- Task requirements
Reproduce the records below in their entirety, exactly as shown.

Dataset entries

§ §

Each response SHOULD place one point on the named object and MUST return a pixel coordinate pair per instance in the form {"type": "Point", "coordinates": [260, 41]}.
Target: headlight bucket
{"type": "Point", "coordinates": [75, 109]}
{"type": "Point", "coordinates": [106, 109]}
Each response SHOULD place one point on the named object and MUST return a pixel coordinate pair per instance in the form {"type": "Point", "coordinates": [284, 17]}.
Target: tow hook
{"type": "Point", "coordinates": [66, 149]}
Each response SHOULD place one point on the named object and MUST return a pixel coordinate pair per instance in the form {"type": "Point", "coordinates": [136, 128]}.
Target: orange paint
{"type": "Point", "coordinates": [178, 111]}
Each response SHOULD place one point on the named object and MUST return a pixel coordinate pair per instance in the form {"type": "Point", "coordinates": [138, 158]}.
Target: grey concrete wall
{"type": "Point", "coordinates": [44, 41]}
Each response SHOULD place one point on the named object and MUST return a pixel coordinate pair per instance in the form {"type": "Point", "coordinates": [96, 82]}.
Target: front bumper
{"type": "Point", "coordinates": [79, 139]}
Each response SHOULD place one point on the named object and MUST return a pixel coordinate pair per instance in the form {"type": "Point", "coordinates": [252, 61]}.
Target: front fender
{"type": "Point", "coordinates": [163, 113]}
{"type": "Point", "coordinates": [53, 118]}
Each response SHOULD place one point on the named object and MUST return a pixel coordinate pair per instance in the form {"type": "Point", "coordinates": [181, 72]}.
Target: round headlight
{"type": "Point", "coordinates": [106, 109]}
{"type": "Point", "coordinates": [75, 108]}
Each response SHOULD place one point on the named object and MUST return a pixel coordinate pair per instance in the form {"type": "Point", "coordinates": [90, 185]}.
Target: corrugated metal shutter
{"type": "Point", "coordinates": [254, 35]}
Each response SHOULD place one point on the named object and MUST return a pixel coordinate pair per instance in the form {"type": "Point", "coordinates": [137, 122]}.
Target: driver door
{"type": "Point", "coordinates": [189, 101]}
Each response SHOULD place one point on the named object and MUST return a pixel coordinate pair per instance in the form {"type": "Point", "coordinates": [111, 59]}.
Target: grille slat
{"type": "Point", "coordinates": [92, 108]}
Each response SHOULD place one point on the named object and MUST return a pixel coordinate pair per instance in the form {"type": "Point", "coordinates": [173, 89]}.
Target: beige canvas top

§ §

- Exercise output
Each response SHOULD place one point on the named object and MUST return a pixel coordinate pair per instance in the form {"type": "Point", "coordinates": [260, 41]}.
Target: headlight bucket
{"type": "Point", "coordinates": [75, 109]}
{"type": "Point", "coordinates": [106, 109]}
Each response SHOULD place one point on the named object and MUST return a pixel coordinate pair per instance in the form {"type": "Point", "coordinates": [284, 17]}.
Target: tow hook
{"type": "Point", "coordinates": [66, 149]}
Each response SHOULD place one point on the named object and MUST return a pixel coordinate pair per instance in the form {"type": "Point", "coordinates": [136, 128]}.
Target: orange paint
{"type": "Point", "coordinates": [178, 111]}
Each response SHOULD place one point on the named object and MUST return a pixel coordinate pair per instance in the form {"type": "Point", "coordinates": [138, 158]}.
Target: grey concrete wall
{"type": "Point", "coordinates": [44, 41]}
Each response SHOULD place one point on the named object and MUST return a pixel coordinate pair per instance in the form {"type": "Point", "coordinates": [96, 82]}.
Target: front bumper
{"type": "Point", "coordinates": [79, 139]}
Each response SHOULD place one point on the named object and MUST return a pixel coordinate pair per instance in the form {"type": "Point", "coordinates": [252, 61]}.
Target: front fender
{"type": "Point", "coordinates": [163, 113]}
{"type": "Point", "coordinates": [53, 118]}
Each response SHOULD place one point on the named object and MUST return a pixel coordinate pair per instance in the form {"type": "Point", "coordinates": [181, 72]}.
Target: round headlight
{"type": "Point", "coordinates": [106, 109]}
{"type": "Point", "coordinates": [75, 108]}
Each response SHOULD place one point on the named object and MUST return a pixel coordinate pair per instance in the form {"type": "Point", "coordinates": [90, 185]}.
Target: corrugated metal shutter
{"type": "Point", "coordinates": [254, 35]}
Each response SHOULD place one point on the named object and MUST return a pixel coordinate pair per instance in the form {"type": "Point", "coordinates": [137, 122]}.
Target: driver door
{"type": "Point", "coordinates": [189, 101]}
Each response SHOULD place one point on the named object and MUST return a pixel coordinate pair per instance in the form {"type": "Point", "coordinates": [111, 59]}.
Target: grille slat
{"type": "Point", "coordinates": [92, 108]}
Each response SHOULD place one point on the named object and MUST return a pixel coordinate pair per instance in the form {"type": "Point", "coordinates": [173, 89]}.
Target: beige canvas top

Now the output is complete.